TASK REQUIREMENTS: Please print the material below line for line, without changing a single character.

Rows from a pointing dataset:
· · ·

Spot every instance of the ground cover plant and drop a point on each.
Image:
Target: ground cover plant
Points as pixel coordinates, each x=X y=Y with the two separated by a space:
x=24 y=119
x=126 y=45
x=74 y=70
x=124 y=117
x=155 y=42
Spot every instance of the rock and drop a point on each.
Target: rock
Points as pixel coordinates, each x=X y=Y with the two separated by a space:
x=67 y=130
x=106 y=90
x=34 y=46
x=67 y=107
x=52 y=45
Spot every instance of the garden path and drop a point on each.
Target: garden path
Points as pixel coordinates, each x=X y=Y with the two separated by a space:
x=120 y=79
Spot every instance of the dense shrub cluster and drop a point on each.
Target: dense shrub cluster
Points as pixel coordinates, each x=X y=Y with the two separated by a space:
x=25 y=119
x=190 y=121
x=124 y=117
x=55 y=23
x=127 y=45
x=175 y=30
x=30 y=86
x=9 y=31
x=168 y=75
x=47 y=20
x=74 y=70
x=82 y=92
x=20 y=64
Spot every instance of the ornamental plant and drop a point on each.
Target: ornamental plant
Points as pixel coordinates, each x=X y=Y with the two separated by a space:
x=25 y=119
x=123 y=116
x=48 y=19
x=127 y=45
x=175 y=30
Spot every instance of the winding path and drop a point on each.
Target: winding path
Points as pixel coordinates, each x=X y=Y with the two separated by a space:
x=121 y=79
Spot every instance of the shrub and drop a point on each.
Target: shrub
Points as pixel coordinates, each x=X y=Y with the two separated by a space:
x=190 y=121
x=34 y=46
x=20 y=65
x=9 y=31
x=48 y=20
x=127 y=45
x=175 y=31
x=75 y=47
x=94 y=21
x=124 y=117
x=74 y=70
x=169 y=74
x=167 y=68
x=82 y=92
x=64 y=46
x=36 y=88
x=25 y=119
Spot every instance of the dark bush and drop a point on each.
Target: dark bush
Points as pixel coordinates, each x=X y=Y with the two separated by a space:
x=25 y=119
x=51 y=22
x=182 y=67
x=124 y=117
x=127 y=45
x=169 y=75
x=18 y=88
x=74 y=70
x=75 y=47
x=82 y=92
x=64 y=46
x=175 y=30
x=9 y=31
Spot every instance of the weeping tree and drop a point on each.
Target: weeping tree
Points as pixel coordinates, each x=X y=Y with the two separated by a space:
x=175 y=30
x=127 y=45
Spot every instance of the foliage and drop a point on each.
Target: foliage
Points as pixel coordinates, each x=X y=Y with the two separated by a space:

· · ·

ANSWER BELOW:
Spot every instance of the ground cover plant and drop a point on each.
Image:
Target: ground cover plant
Points as pixel coordinates, each x=X y=Y with the two separated by a space:
x=24 y=119
x=126 y=45
x=74 y=70
x=124 y=117
x=155 y=42
Spot every instance of the rock and drop a point on each.
Target: rock
Points as pixel coordinates, each x=X y=Y with the two separated by a space:
x=67 y=130
x=106 y=90
x=34 y=46
x=67 y=107
x=52 y=45
Spot every instance of the garden path and drop a point on each.
Target: garden path
Points as pixel coordinates, each x=X y=Y with the two separated by a space:
x=120 y=79
Spot every instance of the dense shrub cluster and drop a point on each.
Target: dense shrub cluster
Points as pixel coordinates, each x=X y=Y with the two separated by a space:
x=25 y=119
x=190 y=121
x=124 y=117
x=55 y=23
x=127 y=45
x=175 y=30
x=30 y=86
x=9 y=31
x=168 y=75
x=47 y=20
x=74 y=70
x=82 y=92
x=20 y=64
Spot every instance of the ornamental plant and drop a point on each.
Target: ornamental plant
Points as pixel coordinates, each x=X y=Y with the two separated by a space:
x=25 y=119
x=123 y=116
x=48 y=19
x=127 y=45
x=175 y=30
Spot every instance of the winding path and drop a point on each.
Target: winding path
Points as pixel coordinates, each x=X y=Y with the two separated by a space:
x=121 y=79
Spot every instance of the shrub and drop a point on each.
Target: shrub
Points as pixel coordinates, each x=X y=Y with the two separated by a space:
x=190 y=121
x=34 y=46
x=20 y=65
x=9 y=31
x=48 y=20
x=127 y=45
x=175 y=31
x=75 y=47
x=94 y=21
x=124 y=117
x=74 y=70
x=169 y=74
x=167 y=68
x=82 y=92
x=64 y=46
x=36 y=88
x=25 y=119
Spot every instance of the dark bush and drop a point on each.
Target: dark bush
Points as pixel coordinates, each x=X y=Y with the two separated by a space:
x=25 y=119
x=51 y=22
x=182 y=67
x=124 y=117
x=127 y=45
x=169 y=75
x=18 y=88
x=74 y=70
x=75 y=47
x=82 y=92
x=64 y=46
x=175 y=30
x=9 y=31
Spot every instance of the weeping tree and drop a point on each.
Target: weeping tree
Points as pixel coordinates, each x=X y=Y with the two separated by a space:
x=175 y=30
x=127 y=45
Spot every instance of the foliage and drop a point on each.
Target: foliage
Points as pixel coordinates, each x=X y=Y with the two separated by a space:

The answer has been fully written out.